BRIEF
Format the listing below as a Markdown table with the columns "Row" and "Line," giving each line its own numbered row. Skip blank lines and leave out the pictures.

-- start --

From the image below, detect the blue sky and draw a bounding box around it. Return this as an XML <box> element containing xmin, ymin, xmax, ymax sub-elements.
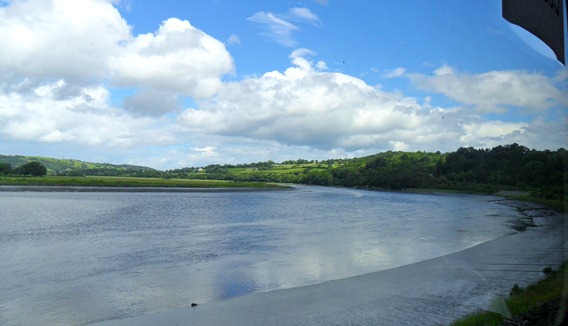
<box><xmin>0</xmin><ymin>0</ymin><xmax>568</xmax><ymax>169</ymax></box>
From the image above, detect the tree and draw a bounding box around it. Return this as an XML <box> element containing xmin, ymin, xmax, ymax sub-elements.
<box><xmin>0</xmin><ymin>163</ymin><xmax>12</xmax><ymax>174</ymax></box>
<box><xmin>14</xmin><ymin>162</ymin><xmax>47</xmax><ymax>176</ymax></box>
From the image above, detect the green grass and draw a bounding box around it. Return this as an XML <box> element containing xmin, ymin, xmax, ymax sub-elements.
<box><xmin>0</xmin><ymin>176</ymin><xmax>283</xmax><ymax>188</ymax></box>
<box><xmin>452</xmin><ymin>262</ymin><xmax>568</xmax><ymax>326</ymax></box>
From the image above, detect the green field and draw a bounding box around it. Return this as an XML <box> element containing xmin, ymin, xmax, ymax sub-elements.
<box><xmin>0</xmin><ymin>176</ymin><xmax>284</xmax><ymax>189</ymax></box>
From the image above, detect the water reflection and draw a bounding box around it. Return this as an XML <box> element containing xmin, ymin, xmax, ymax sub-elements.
<box><xmin>0</xmin><ymin>187</ymin><xmax>518</xmax><ymax>325</ymax></box>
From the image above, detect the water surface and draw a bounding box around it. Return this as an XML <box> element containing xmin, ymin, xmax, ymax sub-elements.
<box><xmin>0</xmin><ymin>186</ymin><xmax>520</xmax><ymax>325</ymax></box>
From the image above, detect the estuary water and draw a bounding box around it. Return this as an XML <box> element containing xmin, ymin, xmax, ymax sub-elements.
<box><xmin>0</xmin><ymin>186</ymin><xmax>521</xmax><ymax>325</ymax></box>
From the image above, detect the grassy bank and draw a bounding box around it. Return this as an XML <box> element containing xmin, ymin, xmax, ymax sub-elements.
<box><xmin>453</xmin><ymin>262</ymin><xmax>568</xmax><ymax>326</ymax></box>
<box><xmin>0</xmin><ymin>176</ymin><xmax>284</xmax><ymax>189</ymax></box>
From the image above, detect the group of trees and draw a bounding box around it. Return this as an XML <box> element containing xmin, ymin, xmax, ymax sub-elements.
<box><xmin>0</xmin><ymin>162</ymin><xmax>47</xmax><ymax>176</ymax></box>
<box><xmin>0</xmin><ymin>144</ymin><xmax>568</xmax><ymax>198</ymax></box>
<box><xmin>190</xmin><ymin>144</ymin><xmax>568</xmax><ymax>197</ymax></box>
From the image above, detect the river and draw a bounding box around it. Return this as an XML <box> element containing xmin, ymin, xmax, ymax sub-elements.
<box><xmin>0</xmin><ymin>186</ymin><xmax>521</xmax><ymax>325</ymax></box>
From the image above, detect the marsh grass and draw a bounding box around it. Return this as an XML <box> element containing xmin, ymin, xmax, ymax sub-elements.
<box><xmin>0</xmin><ymin>176</ymin><xmax>281</xmax><ymax>188</ymax></box>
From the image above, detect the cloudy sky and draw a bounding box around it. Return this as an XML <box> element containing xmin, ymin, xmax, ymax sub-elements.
<box><xmin>0</xmin><ymin>0</ymin><xmax>568</xmax><ymax>169</ymax></box>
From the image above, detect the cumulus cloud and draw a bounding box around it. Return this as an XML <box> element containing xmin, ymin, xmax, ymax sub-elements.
<box><xmin>287</xmin><ymin>7</ymin><xmax>321</xmax><ymax>26</ymax></box>
<box><xmin>382</xmin><ymin>67</ymin><xmax>406</xmax><ymax>78</ymax></box>
<box><xmin>109</xmin><ymin>18</ymin><xmax>233</xmax><ymax>98</ymax></box>
<box><xmin>247</xmin><ymin>7</ymin><xmax>321</xmax><ymax>47</ymax></box>
<box><xmin>409</xmin><ymin>65</ymin><xmax>568</xmax><ymax>113</ymax></box>
<box><xmin>0</xmin><ymin>0</ymin><xmax>131</xmax><ymax>80</ymax></box>
<box><xmin>122</xmin><ymin>89</ymin><xmax>181</xmax><ymax>116</ymax></box>
<box><xmin>180</xmin><ymin>49</ymin><xmax>450</xmax><ymax>150</ymax></box>
<box><xmin>0</xmin><ymin>0</ymin><xmax>234</xmax><ymax>107</ymax></box>
<box><xmin>179</xmin><ymin>49</ymin><xmax>564</xmax><ymax>157</ymax></box>
<box><xmin>0</xmin><ymin>80</ymin><xmax>174</xmax><ymax>147</ymax></box>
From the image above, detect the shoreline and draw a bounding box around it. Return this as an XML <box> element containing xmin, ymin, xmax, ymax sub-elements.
<box><xmin>0</xmin><ymin>185</ymin><xmax>295</xmax><ymax>193</ymax></box>
<box><xmin>97</xmin><ymin>201</ymin><xmax>568</xmax><ymax>326</ymax></box>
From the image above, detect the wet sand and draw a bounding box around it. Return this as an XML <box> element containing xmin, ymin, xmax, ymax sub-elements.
<box><xmin>94</xmin><ymin>202</ymin><xmax>567</xmax><ymax>326</ymax></box>
<box><xmin>0</xmin><ymin>185</ymin><xmax>288</xmax><ymax>192</ymax></box>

-- end --

TASK ANSWER
| Row | Line |
|---|---|
| 1 | From the image below, detect the blue sky and draw a bounding box around it. Return this as an XML <box> element containing xmin, ymin, xmax, ymax sub-elements. |
| 2 | <box><xmin>0</xmin><ymin>0</ymin><xmax>568</xmax><ymax>169</ymax></box> |
| 3 | From the image above, detect the tree and draw a bounding box around it. Return this as an XML <box> element containing xmin, ymin, xmax, ymax sub-elements. |
| 4 | <box><xmin>0</xmin><ymin>163</ymin><xmax>12</xmax><ymax>174</ymax></box> |
| 5 | <box><xmin>14</xmin><ymin>162</ymin><xmax>47</xmax><ymax>176</ymax></box> |
| 6 | From the image above, detect the green grass and draw a bounding box around it. Return this as an XML <box> element containing xmin, ymin, xmax, ymax sub-elements. |
| 7 | <box><xmin>0</xmin><ymin>176</ymin><xmax>283</xmax><ymax>188</ymax></box> |
| 8 | <box><xmin>452</xmin><ymin>262</ymin><xmax>568</xmax><ymax>326</ymax></box> |
| 9 | From the image above, detect the green field and draw a bounding box around it. Return this as an XML <box> element containing xmin, ymin, xmax, ymax sub-elements. |
| 10 | <box><xmin>0</xmin><ymin>176</ymin><xmax>284</xmax><ymax>189</ymax></box> |
| 11 | From the image above, detect the water reflection and draw a bounding box around it. Return this as an XML <box> element containing xmin, ymin, xmax, ymax sub-elements. |
| 12 | <box><xmin>0</xmin><ymin>187</ymin><xmax>518</xmax><ymax>325</ymax></box> |
| 13 | From the image above, detect the water surface and draw a bounding box around it. Return this as an XML <box> element containing xmin, ymin, xmax, ymax sub-elements. |
| 14 | <box><xmin>0</xmin><ymin>186</ymin><xmax>520</xmax><ymax>325</ymax></box> |
| 15 | From the image above, detect the estuary water and draw a bounding box around it. Return this as an XML <box> element containing xmin, ymin, xmax, ymax sub-elements. |
| 16 | <box><xmin>0</xmin><ymin>186</ymin><xmax>521</xmax><ymax>325</ymax></box> |
| 17 | From the image above, detect the grassy bank and draw a bounding box around it. Return this as an XML <box> element containing xmin, ymin, xmax, ymax sub-elements. |
| 18 | <box><xmin>453</xmin><ymin>262</ymin><xmax>568</xmax><ymax>326</ymax></box> |
| 19 | <box><xmin>0</xmin><ymin>176</ymin><xmax>284</xmax><ymax>189</ymax></box> |
| 20 | From the image above, detect the group of trees and draw a bounding box around it. Return this as an XML <box> element containing xmin, ymin, xmax, ymax sub-elements. |
| 21 | <box><xmin>0</xmin><ymin>162</ymin><xmax>47</xmax><ymax>176</ymax></box> |
| 22 | <box><xmin>0</xmin><ymin>144</ymin><xmax>568</xmax><ymax>198</ymax></box> |
| 23 | <box><xmin>190</xmin><ymin>144</ymin><xmax>568</xmax><ymax>197</ymax></box> |
| 24 | From the image above, detect the river and draw a bounding box around it. Return this as an XML <box> element containing xmin, ymin, xmax, ymax sub-elements. |
| 25 | <box><xmin>0</xmin><ymin>186</ymin><xmax>521</xmax><ymax>325</ymax></box> |
| 26 | From the image above, detect the marsh grass and draw a bounding box around it. Return this as an XML <box> element containing xmin, ymin, xmax, ymax sub-elements. |
| 27 | <box><xmin>0</xmin><ymin>176</ymin><xmax>281</xmax><ymax>188</ymax></box> |
| 28 | From the image above, detect the cloudy sky and draw a bounding box around it. Return this as an XML <box> element containing xmin, ymin, xmax, ymax sub-elements. |
| 29 | <box><xmin>0</xmin><ymin>0</ymin><xmax>568</xmax><ymax>169</ymax></box> |
| 30 | From the image above, detect the cumulus cloud and draw a bounding box around it. Return this as an XML <box> element containing xmin, ymin, xmax, ymax sub-elements. |
| 31 | <box><xmin>287</xmin><ymin>7</ymin><xmax>321</xmax><ymax>26</ymax></box> |
| 32 | <box><xmin>382</xmin><ymin>67</ymin><xmax>406</xmax><ymax>78</ymax></box> |
| 33 | <box><xmin>109</xmin><ymin>18</ymin><xmax>233</xmax><ymax>98</ymax></box> |
| 34 | <box><xmin>247</xmin><ymin>7</ymin><xmax>321</xmax><ymax>47</ymax></box> |
| 35 | <box><xmin>409</xmin><ymin>65</ymin><xmax>568</xmax><ymax>113</ymax></box> |
| 36 | <box><xmin>0</xmin><ymin>0</ymin><xmax>131</xmax><ymax>80</ymax></box> |
| 37 | <box><xmin>122</xmin><ymin>89</ymin><xmax>181</xmax><ymax>116</ymax></box> |
| 38 | <box><xmin>180</xmin><ymin>49</ymin><xmax>450</xmax><ymax>150</ymax></box> |
| 39 | <box><xmin>0</xmin><ymin>0</ymin><xmax>234</xmax><ymax>107</ymax></box> |
| 40 | <box><xmin>179</xmin><ymin>49</ymin><xmax>564</xmax><ymax>157</ymax></box> |
| 41 | <box><xmin>0</xmin><ymin>80</ymin><xmax>174</xmax><ymax>147</ymax></box> |
| 42 | From the image above, detect the shoreline and draw a bounding box around it. Return this as an XML <box> element containing xmin, ymin, xmax, ymax sub-elements. |
| 43 | <box><xmin>0</xmin><ymin>185</ymin><xmax>295</xmax><ymax>193</ymax></box> |
| 44 | <box><xmin>97</xmin><ymin>201</ymin><xmax>568</xmax><ymax>326</ymax></box> |
| 45 | From the image above, detect the wet sand and draw a bounding box around it. Return this as an XML <box> element containing xmin, ymin, xmax, ymax sub-elements. |
| 46 | <box><xmin>94</xmin><ymin>202</ymin><xmax>567</xmax><ymax>326</ymax></box> |
| 47 | <box><xmin>0</xmin><ymin>185</ymin><xmax>288</xmax><ymax>192</ymax></box> |